About this task
Each line below should be reproduced without any alteration.

[Saved entries]
*** Begin section ***

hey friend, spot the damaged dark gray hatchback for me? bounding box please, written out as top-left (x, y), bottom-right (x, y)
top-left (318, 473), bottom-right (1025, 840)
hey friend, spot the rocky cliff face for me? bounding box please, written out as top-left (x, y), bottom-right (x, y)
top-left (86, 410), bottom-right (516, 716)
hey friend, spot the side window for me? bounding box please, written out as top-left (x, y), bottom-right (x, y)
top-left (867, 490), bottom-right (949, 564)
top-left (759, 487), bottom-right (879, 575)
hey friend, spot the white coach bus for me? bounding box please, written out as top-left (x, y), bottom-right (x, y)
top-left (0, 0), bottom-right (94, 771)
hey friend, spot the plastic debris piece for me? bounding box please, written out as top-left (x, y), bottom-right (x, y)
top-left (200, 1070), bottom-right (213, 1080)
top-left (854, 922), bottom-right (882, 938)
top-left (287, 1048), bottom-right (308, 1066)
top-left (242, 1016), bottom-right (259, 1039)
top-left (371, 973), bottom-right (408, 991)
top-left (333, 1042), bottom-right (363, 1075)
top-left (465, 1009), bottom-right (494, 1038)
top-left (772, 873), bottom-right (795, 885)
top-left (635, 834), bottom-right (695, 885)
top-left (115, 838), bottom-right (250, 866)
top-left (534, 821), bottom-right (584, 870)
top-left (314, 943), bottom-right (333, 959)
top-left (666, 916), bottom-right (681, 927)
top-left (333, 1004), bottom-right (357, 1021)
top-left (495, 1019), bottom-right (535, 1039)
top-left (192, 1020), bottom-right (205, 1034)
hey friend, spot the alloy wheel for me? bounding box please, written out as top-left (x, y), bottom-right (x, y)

*** End section ***

Output below
hey friend, spot the damaged dark gray hatchback for me? bounding box please, written out as top-left (x, y), bottom-right (x, y)
top-left (318, 473), bottom-right (1025, 840)
hey friend, spot the rocky cliff face for me? bounding box please, written out as top-left (x, y), bottom-right (x, y)
top-left (86, 410), bottom-right (516, 716)
hey friend, spot the side window for me? bounding box please, written out as top-left (x, y), bottom-right (x, y)
top-left (867, 490), bottom-right (949, 564)
top-left (759, 487), bottom-right (879, 575)
hey friend, spot the white coach bus for me? bounding box please, written out as top-left (x, y), bottom-right (x, y)
top-left (0, 0), bottom-right (94, 771)
hey friend, spot the plastic debris piece for me? bounding box please, written out as top-left (x, y), bottom-right (x, y)
top-left (200, 1070), bottom-right (213, 1080)
top-left (854, 922), bottom-right (882, 938)
top-left (287, 1048), bottom-right (308, 1066)
top-left (242, 1016), bottom-right (259, 1039)
top-left (371, 973), bottom-right (408, 991)
top-left (333, 1042), bottom-right (363, 1075)
top-left (465, 1009), bottom-right (494, 1038)
top-left (772, 873), bottom-right (795, 885)
top-left (635, 834), bottom-right (695, 885)
top-left (115, 838), bottom-right (250, 866)
top-left (534, 821), bottom-right (584, 870)
top-left (314, 943), bottom-right (333, 959)
top-left (666, 916), bottom-right (681, 927)
top-left (333, 1004), bottom-right (357, 1021)
top-left (495, 1019), bottom-right (535, 1039)
top-left (192, 1020), bottom-right (205, 1034)
hey friend, spot the alloy wheel for me? bounding box please, written out as top-left (x, y), bottom-right (x, y)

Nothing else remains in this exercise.